DIRECTIONS
1 > In the patent excerpt, what is preferably used to determine the levels and patterns of fluorescence?
2 > Repeat word for word the part of the patent excerpt starting with "Sci. 94:2150-2155, 1997)." and going on through "using protein microarrays.".
3 > Decide whether each statement agrees with the patent excerpt: (a) In the still more preferred embodiment, wash steps take place at 68 degrees C. (b) Protein microarrays typically feature a protein bound to a liquid medium. (c) Proteins may be spotted on a substrate only by inkjet printer. For each, answer yes or no and quote the words of the excerpt that settle it.

SELECTED TEXT
- Opening Delimiter -

In a preferred embodiment, wash steps will occur at 25.degree. C.
in 30 mM NaCl, 3 mM trisodium citrate, and 0.1% SDS. In a more
preferred embodiment, wash steps will occur at 42.degree. C. in 15
mM NaCl, 1.5 mM trisodium citrate, and 0.1% SDS. In a still more
preferred embodiment, wash steps will occur at 68.degree. C. in 15
mM NaCl, 1.5 mM trisodium citrate, and 0.1% SDS. Additional
variations on these conditions will be readily apparent to those
skilled in the art.
[0128] A detection system may be used to measure the absence,
presence, and amount of hybridization for all of the distinct
sequences simultaneously (e.g., Heller et al., Proc. Natl. Acad.
Sci. 94:2150-2155, 1997). Preferably, a scanner is used to
determine the levels and patterns of fluorescence.
[0129] Proteins may also be analyzed using protein microarrays.
Such arrays are useful in high-throughput low-cost screens to
identify peptide or candidate compounds that bind a polypeptide, or
fragment thereof. Typically, protein microarrays feature a protein,
or fragment thereof, bound to a solid support. Suitable solid
supports include membranes (e.g., membranes composed of
nitrocellulose, paper, or other material), polymer-based films
(e.g., polystyrene), beads, or glass slides. For some applications,
proteins (e.g., polypeptides encoded by a nucleic acid molecule
listed in Table 2 or Table 4 or antibodies against such
polypeptides) are spotted on a substrate using any convenient
method known to the skilled artisan (e.g., by hand or by inkjet
printer). Preferably, such methods retain the biological activity
or function of the protein bound to the substrate (Ge et al.,
supra; Zhu et al., supra).

- Closing Delimiter -

Region pointing data:
- Opening Delimiter -

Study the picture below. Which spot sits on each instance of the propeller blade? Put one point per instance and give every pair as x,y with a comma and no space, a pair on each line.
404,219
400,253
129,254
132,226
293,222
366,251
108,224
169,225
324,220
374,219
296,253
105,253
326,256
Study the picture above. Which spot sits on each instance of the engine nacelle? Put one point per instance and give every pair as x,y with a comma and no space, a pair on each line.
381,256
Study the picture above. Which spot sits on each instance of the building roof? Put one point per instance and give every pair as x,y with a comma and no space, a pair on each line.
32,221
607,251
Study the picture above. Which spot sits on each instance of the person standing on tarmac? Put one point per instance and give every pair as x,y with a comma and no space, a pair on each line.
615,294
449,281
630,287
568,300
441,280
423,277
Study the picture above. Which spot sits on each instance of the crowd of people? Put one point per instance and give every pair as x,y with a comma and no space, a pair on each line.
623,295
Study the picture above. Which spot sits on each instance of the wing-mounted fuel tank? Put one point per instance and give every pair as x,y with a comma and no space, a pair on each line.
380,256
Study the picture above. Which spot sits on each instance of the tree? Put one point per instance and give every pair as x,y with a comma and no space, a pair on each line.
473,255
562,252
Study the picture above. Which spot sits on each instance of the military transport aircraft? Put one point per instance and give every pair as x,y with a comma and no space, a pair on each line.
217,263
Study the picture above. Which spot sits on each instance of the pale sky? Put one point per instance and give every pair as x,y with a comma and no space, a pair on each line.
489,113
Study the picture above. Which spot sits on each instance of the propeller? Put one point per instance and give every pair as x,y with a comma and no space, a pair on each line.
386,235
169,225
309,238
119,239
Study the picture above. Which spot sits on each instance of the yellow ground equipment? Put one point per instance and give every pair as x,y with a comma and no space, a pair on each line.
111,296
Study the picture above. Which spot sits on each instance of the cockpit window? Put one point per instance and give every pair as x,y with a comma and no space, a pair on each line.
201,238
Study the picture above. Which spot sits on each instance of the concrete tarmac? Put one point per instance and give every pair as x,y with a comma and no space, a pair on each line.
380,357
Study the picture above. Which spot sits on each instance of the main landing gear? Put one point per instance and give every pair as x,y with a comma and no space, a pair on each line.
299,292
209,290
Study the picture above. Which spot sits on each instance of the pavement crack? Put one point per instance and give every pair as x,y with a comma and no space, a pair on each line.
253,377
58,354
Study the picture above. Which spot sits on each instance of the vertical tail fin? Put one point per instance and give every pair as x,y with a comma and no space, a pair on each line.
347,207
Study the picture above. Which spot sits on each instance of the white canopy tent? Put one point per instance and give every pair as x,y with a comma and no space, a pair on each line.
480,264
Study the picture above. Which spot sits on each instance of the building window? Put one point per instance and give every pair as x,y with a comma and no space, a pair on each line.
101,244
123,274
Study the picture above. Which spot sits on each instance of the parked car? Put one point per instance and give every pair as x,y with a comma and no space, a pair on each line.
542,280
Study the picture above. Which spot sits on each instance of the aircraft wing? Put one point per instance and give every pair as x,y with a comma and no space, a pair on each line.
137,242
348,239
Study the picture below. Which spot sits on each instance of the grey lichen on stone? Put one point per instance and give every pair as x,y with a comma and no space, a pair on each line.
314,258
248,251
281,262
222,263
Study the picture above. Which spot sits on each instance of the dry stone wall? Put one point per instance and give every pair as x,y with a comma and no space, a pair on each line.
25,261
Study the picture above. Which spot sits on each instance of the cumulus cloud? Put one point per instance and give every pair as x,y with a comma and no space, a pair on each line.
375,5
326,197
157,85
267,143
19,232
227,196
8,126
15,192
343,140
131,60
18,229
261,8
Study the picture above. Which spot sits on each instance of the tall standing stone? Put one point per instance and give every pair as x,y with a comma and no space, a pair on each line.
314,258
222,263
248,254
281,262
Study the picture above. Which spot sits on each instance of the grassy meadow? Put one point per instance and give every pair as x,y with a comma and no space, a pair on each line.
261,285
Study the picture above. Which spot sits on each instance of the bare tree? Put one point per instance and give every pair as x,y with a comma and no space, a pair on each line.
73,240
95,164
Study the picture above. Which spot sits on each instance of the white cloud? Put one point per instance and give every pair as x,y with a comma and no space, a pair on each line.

- Closing Delimiter -

SOLUTIONS BELOW
1 > A scanner.

2 >
Sci. 94:2150-2155, 1997). Preferably, a scanner is used to
determine the levels and patterns of fluorescence.
[0129] Proteins may also be analyzed using protein microarrays.

3 >
(a) Yes: "In a still more preferred embodiment, wash steps will occur at 68.degree. C."
(b) No: "protein microarrays feature a protein, or fragment thereof, bound to a solid support"
(c) No: "(e.g., by hand or by inkjet printer)"